Sezione del documento:

++++++++++++++++++++

Nei dati offerti dai singoli gironi riscontriamo che nel girone T, quello della Puglia e della Basilicata, ben 42 partite su 80 si sono chiuse con vittorie con 5 o più gol di scarto, ossia il 52,5% delle gare giocate; in questa classifica seguono ex-aequo il girone D (Veneto-Friuli), il G (Toscana) e l’I (Sardegna) con 34 partite su 70, pari al 49% mentre nel girone P, quello che accorpa Abruzzo, Molise e Campania ci si ferma al 47% (ossia 33 partite su 70). Percentuale che "scende" al 45% nel girone A ligure-piemontese (39 su 86) e nel gruppo L, dove militano squadre del Lazio e dell’Umbria, con 25 partite su 56. 


Sempre nel girone della Sardegna 23 partite sulle 70 giocate hanno visto le squadre imporsi segnando 10 o più gol: parliamo del 33% dei casi, ossia una partita su tre! A seguire il girone T appulo-lucano con una partita su quattro (21 sulle 80 totali, pari al 26%) mentre il girone P menzionato poco sopra si ferma al 21%, con 15 partite sulle 70 omologate. Una citazione per i gironi siciliani: sia nel V che nel gruppo Z una partita su cinque fa registrare vittorie con squadre che segnano almeno 10 gol, complessivamente 20 su 100 giocate; gironi che anche nel primo computo hanno toccato rispettivamente il 43% e il 41% delle partite concluse con vittorie con 5 o più gol di scarto. Nella graduatoria dei gironi dove si vince con scarti a doppia cifra ci sono ben 14 raggruppamenti dove la percentuale va dal 10% appunto al 33%!


Tutto normale in un campionato di simile importanza? E poi ci meravigliamo se da questa Under 19 escono giovani che non sono in grado di impattare tanto a livello nazionale e successivamente internazionale, se poi il loro grado di formazione è inevitabilmente limitato proprio dalla competitività dello stesso campionato, che invece dovrebbe completare il loro percorso di formazione inserendoli nei contesti delle prime squadre con ruoli già efficaci sul piano prestazionale? Assolutamente logico che la grande dispersione qualitativa per come è articolato il campionato Under 19 Nazionale non produce gli effetti che le società si aspettano e non solo quelle di primo piano. C’è anche da dire che non tutte possono poi contare su formazioni di vertice, come per esempio nel girone delle Marche dove primo in classifica c’è il Mondolfo, ma questo è un aspetto relativo ma certamente complementare con la necessità di dover ridefinire nella sua complessività l’organizzazione di questo campionato.

++++++++++++++++++++

Voci elencate:

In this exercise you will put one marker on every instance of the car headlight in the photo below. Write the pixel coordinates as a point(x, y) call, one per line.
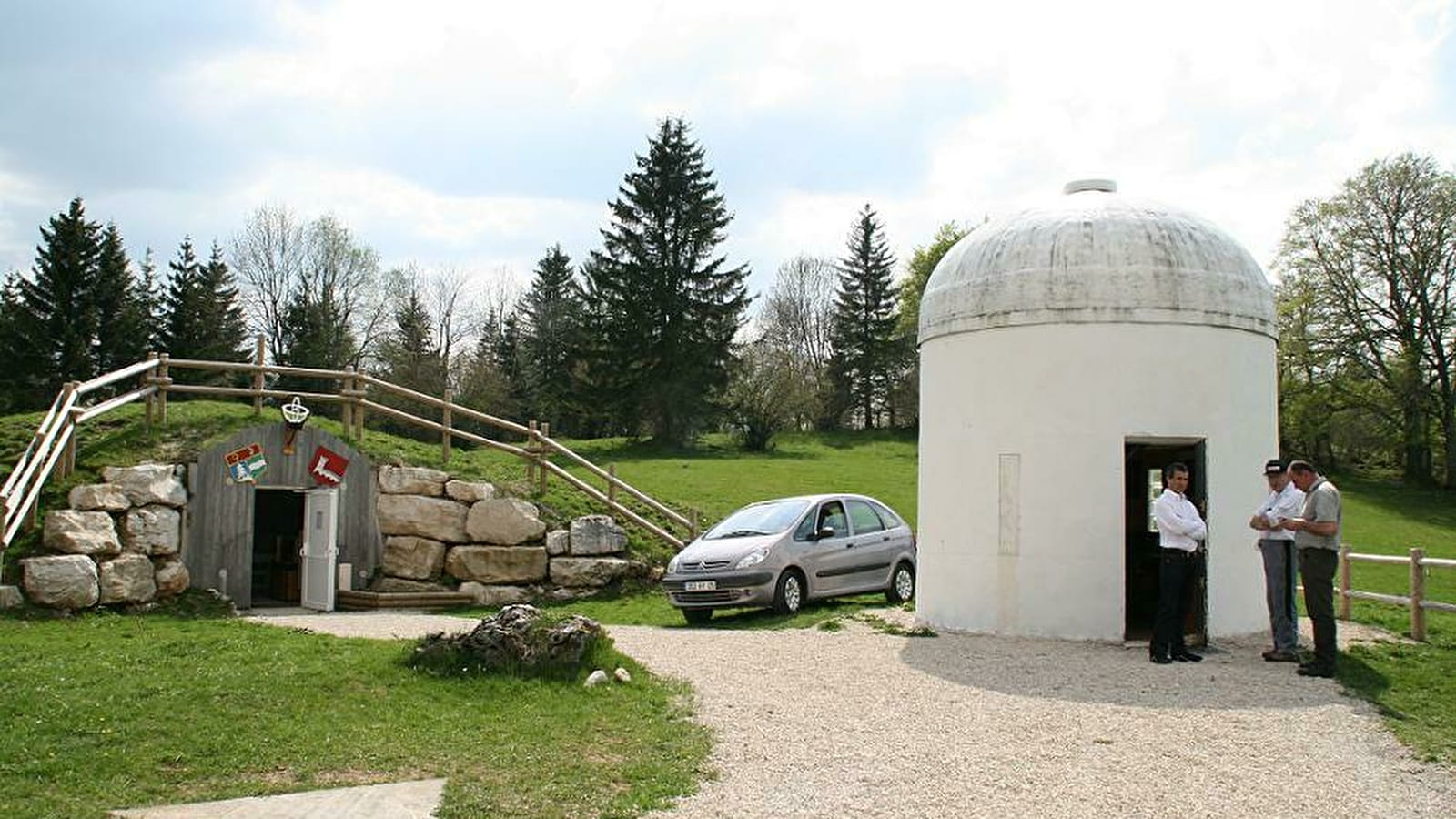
point(752, 559)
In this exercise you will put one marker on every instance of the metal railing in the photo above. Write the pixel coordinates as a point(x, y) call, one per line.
point(53, 448)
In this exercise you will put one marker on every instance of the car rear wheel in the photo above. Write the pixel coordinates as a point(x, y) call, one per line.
point(902, 584)
point(790, 593)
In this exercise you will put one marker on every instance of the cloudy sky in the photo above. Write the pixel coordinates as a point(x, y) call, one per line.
point(473, 136)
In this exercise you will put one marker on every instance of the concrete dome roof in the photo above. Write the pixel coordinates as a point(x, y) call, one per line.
point(1097, 257)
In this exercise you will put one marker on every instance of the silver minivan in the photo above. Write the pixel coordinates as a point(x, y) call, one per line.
point(781, 552)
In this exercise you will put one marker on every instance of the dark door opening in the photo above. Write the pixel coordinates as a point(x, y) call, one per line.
point(1143, 464)
point(277, 533)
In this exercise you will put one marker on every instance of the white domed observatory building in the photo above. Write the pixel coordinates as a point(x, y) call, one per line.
point(1067, 354)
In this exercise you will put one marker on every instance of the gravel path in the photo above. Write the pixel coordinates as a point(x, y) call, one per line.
point(861, 723)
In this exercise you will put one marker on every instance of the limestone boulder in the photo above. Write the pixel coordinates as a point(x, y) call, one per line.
point(597, 535)
point(589, 571)
point(99, 497)
point(495, 596)
point(412, 481)
point(397, 584)
point(419, 559)
point(152, 531)
point(127, 579)
point(149, 484)
point(433, 518)
point(80, 532)
point(172, 577)
point(497, 566)
point(504, 521)
point(470, 491)
point(558, 542)
point(62, 581)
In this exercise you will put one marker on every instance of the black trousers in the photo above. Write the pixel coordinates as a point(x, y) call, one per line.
point(1177, 569)
point(1318, 570)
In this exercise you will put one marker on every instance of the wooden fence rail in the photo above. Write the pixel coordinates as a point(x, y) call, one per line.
point(53, 446)
point(1416, 601)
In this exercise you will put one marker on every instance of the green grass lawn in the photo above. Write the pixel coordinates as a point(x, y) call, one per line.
point(106, 712)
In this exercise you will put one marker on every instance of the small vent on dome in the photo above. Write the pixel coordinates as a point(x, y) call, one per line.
point(1077, 186)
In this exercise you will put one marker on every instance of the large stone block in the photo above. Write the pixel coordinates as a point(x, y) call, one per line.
point(127, 579)
point(152, 531)
point(470, 491)
point(80, 532)
point(99, 497)
point(597, 535)
point(172, 577)
point(495, 596)
point(412, 481)
point(579, 571)
point(497, 564)
point(434, 518)
point(147, 484)
point(62, 581)
point(504, 521)
point(419, 559)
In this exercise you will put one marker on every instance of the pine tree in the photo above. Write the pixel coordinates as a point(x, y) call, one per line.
point(58, 305)
point(666, 305)
point(864, 337)
point(123, 308)
point(550, 339)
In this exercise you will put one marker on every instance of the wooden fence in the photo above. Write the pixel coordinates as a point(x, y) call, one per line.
point(1416, 601)
point(53, 448)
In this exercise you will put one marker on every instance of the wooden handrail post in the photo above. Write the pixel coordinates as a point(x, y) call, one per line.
point(258, 376)
point(152, 405)
point(1417, 595)
point(545, 455)
point(347, 411)
point(444, 435)
point(1344, 581)
point(164, 380)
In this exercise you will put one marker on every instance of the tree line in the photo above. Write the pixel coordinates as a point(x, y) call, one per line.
point(647, 336)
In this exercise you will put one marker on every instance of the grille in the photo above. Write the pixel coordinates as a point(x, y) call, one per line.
point(703, 564)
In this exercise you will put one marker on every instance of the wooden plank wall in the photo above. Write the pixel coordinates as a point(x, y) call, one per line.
point(218, 530)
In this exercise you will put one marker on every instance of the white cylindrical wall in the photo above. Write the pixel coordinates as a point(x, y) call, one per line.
point(1021, 493)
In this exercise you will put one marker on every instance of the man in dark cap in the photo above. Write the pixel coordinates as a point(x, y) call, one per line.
point(1278, 547)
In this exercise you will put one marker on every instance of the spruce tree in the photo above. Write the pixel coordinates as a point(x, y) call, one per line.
point(58, 305)
point(667, 307)
point(551, 339)
point(123, 308)
point(864, 334)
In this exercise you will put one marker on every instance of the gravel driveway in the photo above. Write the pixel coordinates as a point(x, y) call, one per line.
point(863, 723)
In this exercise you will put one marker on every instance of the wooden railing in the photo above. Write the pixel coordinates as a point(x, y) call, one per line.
point(1416, 601)
point(53, 450)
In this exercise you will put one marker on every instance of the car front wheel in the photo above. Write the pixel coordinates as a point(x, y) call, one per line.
point(790, 595)
point(902, 584)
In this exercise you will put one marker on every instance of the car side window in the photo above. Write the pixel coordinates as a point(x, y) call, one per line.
point(864, 518)
point(834, 516)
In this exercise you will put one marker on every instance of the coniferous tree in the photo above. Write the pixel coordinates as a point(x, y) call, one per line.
point(864, 336)
point(123, 308)
point(58, 305)
point(551, 339)
point(667, 308)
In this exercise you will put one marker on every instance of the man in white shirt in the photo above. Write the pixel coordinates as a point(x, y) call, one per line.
point(1179, 528)
point(1278, 545)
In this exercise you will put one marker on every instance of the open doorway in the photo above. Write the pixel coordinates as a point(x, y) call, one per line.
point(1143, 460)
point(277, 538)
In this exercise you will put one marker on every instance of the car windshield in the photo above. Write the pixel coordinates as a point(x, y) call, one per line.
point(759, 519)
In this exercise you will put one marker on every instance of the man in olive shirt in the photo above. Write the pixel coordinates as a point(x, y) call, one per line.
point(1317, 537)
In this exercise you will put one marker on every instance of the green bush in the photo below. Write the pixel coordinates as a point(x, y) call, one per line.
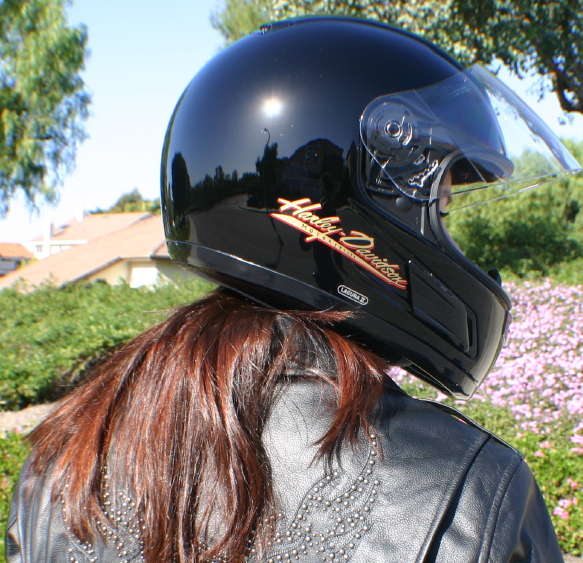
point(50, 337)
point(537, 233)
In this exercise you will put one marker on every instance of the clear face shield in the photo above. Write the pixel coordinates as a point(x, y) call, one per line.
point(460, 143)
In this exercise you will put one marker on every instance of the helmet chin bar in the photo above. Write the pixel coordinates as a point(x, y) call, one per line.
point(330, 214)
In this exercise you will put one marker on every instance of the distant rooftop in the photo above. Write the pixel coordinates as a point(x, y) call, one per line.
point(141, 239)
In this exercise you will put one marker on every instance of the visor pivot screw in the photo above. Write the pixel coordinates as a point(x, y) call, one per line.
point(404, 204)
point(394, 129)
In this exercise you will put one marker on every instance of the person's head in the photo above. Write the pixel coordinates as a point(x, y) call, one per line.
point(176, 419)
point(310, 165)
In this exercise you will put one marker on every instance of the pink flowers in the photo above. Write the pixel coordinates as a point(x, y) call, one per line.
point(564, 504)
point(539, 374)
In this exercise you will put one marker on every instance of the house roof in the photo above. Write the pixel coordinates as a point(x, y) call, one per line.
point(14, 250)
point(96, 226)
point(141, 240)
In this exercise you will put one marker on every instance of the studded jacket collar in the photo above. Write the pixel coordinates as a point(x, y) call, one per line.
point(442, 491)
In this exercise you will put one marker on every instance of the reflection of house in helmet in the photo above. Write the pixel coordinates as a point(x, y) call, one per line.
point(276, 181)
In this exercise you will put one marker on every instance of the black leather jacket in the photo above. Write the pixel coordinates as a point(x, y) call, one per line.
point(443, 491)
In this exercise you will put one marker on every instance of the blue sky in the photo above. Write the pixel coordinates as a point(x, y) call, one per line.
point(143, 54)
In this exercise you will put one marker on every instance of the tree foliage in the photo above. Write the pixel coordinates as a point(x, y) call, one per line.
point(543, 38)
point(42, 98)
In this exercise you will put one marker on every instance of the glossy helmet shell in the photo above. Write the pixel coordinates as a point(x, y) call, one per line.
point(275, 118)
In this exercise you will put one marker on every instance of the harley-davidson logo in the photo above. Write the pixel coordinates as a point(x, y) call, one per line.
point(355, 245)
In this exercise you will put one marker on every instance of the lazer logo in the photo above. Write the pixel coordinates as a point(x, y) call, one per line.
point(356, 246)
point(354, 295)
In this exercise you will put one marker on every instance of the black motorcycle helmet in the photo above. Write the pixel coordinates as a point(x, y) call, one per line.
point(310, 166)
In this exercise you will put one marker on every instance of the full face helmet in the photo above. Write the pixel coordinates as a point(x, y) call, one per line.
point(311, 165)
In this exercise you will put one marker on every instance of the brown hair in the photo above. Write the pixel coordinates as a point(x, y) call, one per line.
point(180, 412)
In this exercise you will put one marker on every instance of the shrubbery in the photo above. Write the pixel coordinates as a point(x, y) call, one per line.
point(538, 233)
point(50, 337)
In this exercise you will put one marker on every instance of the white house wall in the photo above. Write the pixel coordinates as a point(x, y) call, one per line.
point(138, 273)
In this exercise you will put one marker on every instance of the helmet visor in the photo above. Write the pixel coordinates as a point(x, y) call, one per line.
point(470, 128)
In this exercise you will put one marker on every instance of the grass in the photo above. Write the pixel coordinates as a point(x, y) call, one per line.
point(533, 399)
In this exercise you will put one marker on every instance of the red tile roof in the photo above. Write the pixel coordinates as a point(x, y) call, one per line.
point(141, 240)
point(14, 250)
point(96, 225)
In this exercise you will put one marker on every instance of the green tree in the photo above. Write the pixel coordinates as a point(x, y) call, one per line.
point(543, 38)
point(42, 98)
point(132, 201)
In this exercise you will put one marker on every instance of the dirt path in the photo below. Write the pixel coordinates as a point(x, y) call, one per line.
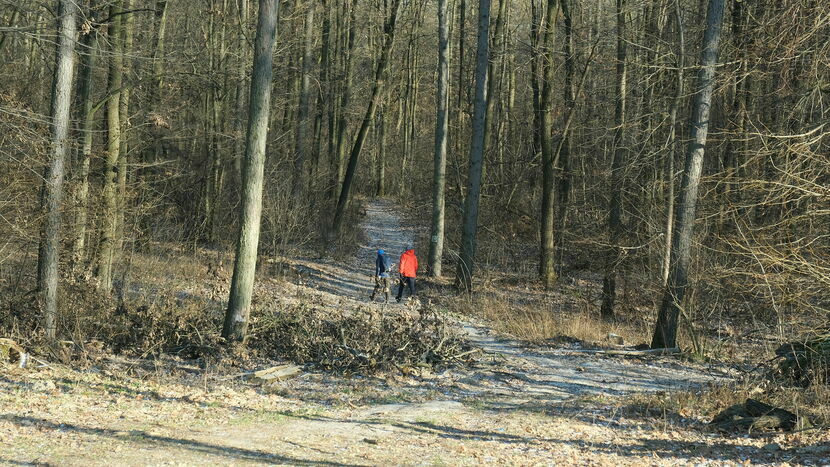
point(512, 406)
point(553, 375)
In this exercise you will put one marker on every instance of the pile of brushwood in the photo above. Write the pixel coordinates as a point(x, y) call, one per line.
point(363, 341)
point(807, 361)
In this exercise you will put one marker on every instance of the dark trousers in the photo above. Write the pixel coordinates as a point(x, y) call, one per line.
point(381, 283)
point(406, 282)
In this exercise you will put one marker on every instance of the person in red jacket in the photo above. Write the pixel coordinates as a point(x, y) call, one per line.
point(408, 267)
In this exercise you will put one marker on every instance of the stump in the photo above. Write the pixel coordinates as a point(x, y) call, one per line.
point(754, 414)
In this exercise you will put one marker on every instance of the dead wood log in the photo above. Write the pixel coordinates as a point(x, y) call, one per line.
point(275, 373)
point(757, 415)
point(7, 346)
point(629, 353)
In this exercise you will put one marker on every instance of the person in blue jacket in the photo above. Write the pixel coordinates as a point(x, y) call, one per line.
point(382, 268)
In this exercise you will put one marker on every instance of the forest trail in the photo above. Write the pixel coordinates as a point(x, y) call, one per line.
point(554, 374)
point(510, 375)
point(513, 405)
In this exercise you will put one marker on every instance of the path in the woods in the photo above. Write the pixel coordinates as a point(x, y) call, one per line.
point(511, 406)
point(515, 375)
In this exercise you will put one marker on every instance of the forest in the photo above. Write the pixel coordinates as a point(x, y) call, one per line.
point(204, 184)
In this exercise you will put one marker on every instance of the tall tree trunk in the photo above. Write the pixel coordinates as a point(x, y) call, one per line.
point(89, 47)
point(665, 332)
point(124, 115)
point(346, 87)
point(61, 102)
point(239, 120)
point(460, 105)
point(107, 250)
point(383, 62)
point(439, 179)
point(672, 142)
point(466, 264)
point(305, 97)
point(615, 226)
point(496, 50)
point(547, 269)
point(156, 91)
point(244, 269)
point(563, 179)
point(380, 189)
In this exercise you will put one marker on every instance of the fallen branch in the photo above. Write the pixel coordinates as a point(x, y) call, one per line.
point(629, 353)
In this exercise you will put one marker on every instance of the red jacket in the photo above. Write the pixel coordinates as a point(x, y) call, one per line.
point(408, 264)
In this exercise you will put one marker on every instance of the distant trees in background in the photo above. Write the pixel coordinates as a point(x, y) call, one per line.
point(560, 146)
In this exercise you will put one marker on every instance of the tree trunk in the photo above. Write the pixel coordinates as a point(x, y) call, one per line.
point(439, 179)
point(107, 250)
point(665, 332)
point(87, 121)
point(346, 89)
point(239, 120)
point(389, 31)
point(547, 270)
point(61, 102)
point(380, 190)
point(672, 143)
point(303, 111)
point(156, 91)
point(563, 178)
point(615, 226)
point(244, 269)
point(466, 265)
point(124, 115)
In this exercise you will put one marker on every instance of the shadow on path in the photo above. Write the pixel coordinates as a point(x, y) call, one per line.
point(165, 441)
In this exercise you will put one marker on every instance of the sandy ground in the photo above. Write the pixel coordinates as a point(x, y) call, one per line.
point(514, 405)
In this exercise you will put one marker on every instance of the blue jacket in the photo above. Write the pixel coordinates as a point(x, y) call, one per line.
point(382, 266)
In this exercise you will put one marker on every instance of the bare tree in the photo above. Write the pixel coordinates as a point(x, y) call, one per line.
point(466, 264)
point(665, 332)
point(547, 270)
point(380, 69)
point(108, 248)
point(244, 269)
point(615, 223)
point(304, 99)
point(61, 101)
point(439, 178)
point(86, 117)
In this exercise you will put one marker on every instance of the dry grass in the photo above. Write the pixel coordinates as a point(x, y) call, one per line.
point(533, 322)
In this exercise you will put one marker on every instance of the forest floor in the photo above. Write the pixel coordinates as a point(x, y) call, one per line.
point(515, 404)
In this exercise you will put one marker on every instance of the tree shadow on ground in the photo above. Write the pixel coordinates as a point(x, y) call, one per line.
point(659, 449)
point(138, 436)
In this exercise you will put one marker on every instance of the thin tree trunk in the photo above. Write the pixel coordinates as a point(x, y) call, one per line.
point(459, 103)
point(107, 250)
point(124, 115)
point(439, 178)
point(389, 32)
point(157, 89)
point(303, 111)
point(466, 264)
point(346, 89)
point(672, 143)
point(380, 190)
point(61, 103)
point(563, 179)
point(615, 226)
point(86, 117)
point(239, 120)
point(665, 332)
point(244, 270)
point(12, 21)
point(547, 269)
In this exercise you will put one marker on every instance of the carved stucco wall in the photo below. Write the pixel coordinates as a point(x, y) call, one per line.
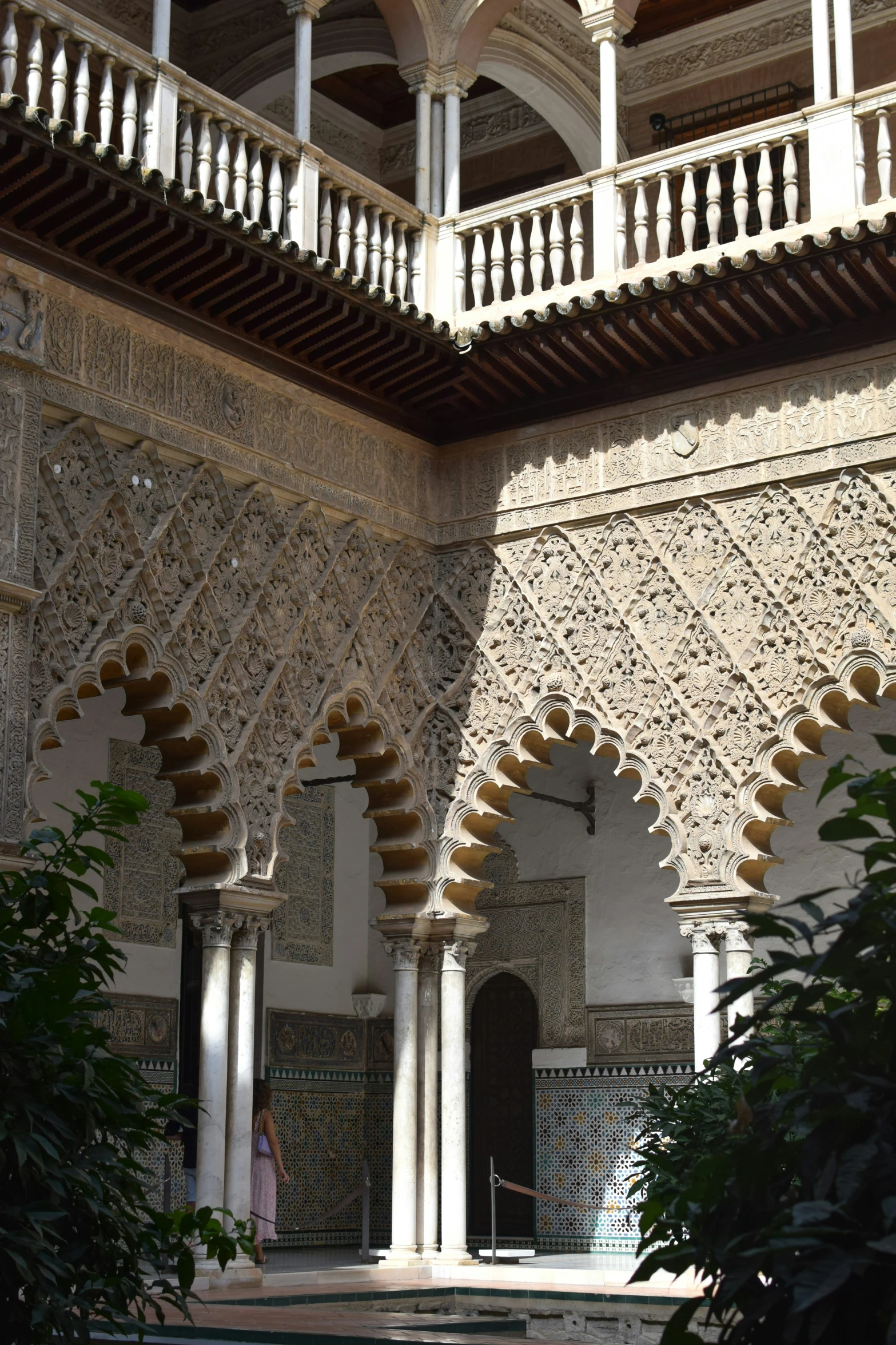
point(694, 623)
point(536, 931)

++++++++++++++++++++

Da fare:
a – Trascrivi parola per parola il brano del testo sul campionato Under 19, da "Nei dati offerti" a "partite su 56.".
b – Riassumi in due frasi il testo sul campionato Under 19.

Risposte per compito:
a –
Nei dati offerti dai singoli gironi riscontriamo che nel girone T, quello della Puglia e della Basilicata, ben 42 partite su 80 si sono chiuse con vittorie con 5 o più gol di scarto, ossia il 52,5% delle gare giocate; in questa classifica seguono ex-aequo il girone D (Veneto-Friuli), il G (Toscana) e l’I (Sardegna) con 34 partite su 70, pari al 49% mentre nel girone P, quello che accorpa Abruzzo, Molise e Campania ci si ferma al 47% (ossia 33 partite su 70). Percentuale che "scende" al 45% nel girone A ligure-piemontese (39 su 86) e nel gruppo L, dove militano squadre del Lazio e dell’Umbria, con 25 partite su 56.

b – Nel campionato Under 19 Nazionale molte partite finiscono con scarti molto ampi: nel girone T il 52,5% delle gare si è chiuso con 5 o più gol di scarto, e nel girone della Sardegna il 33% ha visto squadre imporsi segnando 10 o più gol. Questa grande dispersione qualitativa limita la formazione dei giovani e rende necessario ridefinire nel suo complesso l'organizzazione del campionato.